* **Exercise objective**
Without any pictures, print exactly the lines that run from the start of the data through the line containing "Target: wrinkle on forehead".

-*-*-

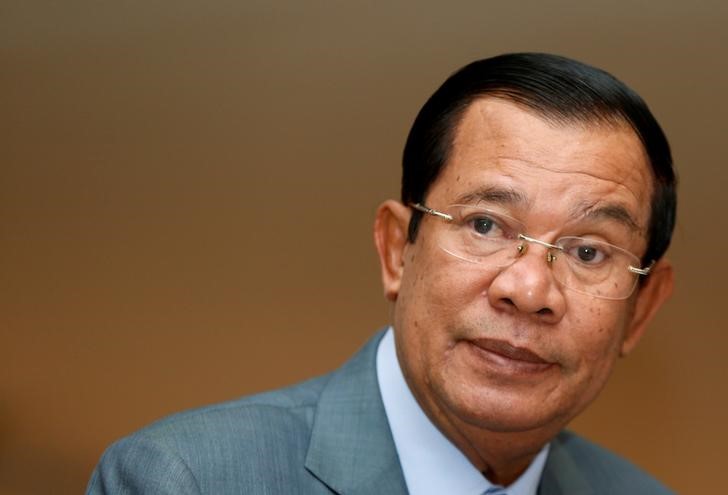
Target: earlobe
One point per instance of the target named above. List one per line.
(652, 295)
(390, 237)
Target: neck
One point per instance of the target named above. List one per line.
(501, 456)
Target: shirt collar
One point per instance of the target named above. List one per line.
(431, 464)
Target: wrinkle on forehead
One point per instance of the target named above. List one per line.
(496, 133)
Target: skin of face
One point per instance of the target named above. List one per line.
(502, 359)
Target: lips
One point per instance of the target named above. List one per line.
(506, 350)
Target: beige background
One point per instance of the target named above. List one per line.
(187, 191)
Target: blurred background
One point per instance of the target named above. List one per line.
(187, 191)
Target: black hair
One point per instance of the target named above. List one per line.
(559, 89)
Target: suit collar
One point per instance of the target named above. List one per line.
(351, 448)
(562, 475)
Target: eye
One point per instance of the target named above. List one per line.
(588, 253)
(483, 225)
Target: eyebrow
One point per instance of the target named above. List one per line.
(610, 211)
(498, 195)
(510, 197)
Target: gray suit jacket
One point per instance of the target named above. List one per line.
(326, 435)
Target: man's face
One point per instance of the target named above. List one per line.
(510, 349)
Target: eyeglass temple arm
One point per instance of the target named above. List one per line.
(641, 271)
(430, 211)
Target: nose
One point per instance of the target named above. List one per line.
(527, 286)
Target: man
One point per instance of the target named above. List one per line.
(525, 257)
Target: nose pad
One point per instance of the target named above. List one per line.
(522, 248)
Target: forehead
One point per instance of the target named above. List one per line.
(563, 167)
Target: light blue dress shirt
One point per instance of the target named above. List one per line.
(430, 462)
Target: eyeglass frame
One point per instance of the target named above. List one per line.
(549, 257)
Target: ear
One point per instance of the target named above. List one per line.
(390, 237)
(652, 294)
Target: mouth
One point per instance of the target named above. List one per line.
(508, 357)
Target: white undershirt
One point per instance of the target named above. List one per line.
(430, 462)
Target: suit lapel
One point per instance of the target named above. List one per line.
(351, 448)
(561, 475)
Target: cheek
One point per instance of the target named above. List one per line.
(597, 337)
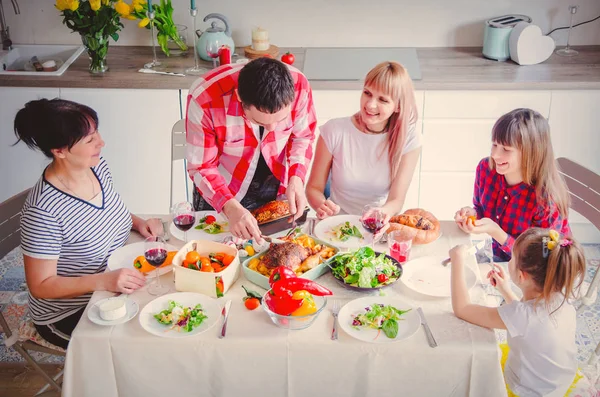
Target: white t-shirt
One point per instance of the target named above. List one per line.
(543, 356)
(360, 172)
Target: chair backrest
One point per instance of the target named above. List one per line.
(10, 222)
(178, 141)
(584, 189)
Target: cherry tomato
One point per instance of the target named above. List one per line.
(251, 303)
(288, 58)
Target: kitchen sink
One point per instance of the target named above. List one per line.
(18, 60)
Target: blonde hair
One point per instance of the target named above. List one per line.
(561, 271)
(393, 79)
(528, 131)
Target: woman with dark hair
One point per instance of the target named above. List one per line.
(73, 219)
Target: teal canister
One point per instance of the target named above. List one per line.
(497, 33)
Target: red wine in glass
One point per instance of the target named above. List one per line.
(156, 256)
(184, 222)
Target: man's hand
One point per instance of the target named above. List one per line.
(296, 196)
(241, 222)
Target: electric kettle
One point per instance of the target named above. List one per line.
(213, 34)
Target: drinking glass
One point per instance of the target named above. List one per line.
(399, 246)
(212, 50)
(373, 219)
(156, 254)
(183, 217)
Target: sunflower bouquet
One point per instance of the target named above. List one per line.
(163, 21)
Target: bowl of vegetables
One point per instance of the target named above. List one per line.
(365, 269)
(293, 302)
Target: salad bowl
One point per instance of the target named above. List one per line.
(365, 269)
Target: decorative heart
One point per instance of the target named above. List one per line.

-*-*-

* **Result**
Target: earlobe
One point per instance of the target named above. List one per line.
(652, 295)
(390, 237)
Target: neck
One point per instance of the target named above. List one per line.
(501, 456)
Target: shirt collar
One point per instance of the target named above. List one per line.
(431, 464)
Target: wrinkle on forehead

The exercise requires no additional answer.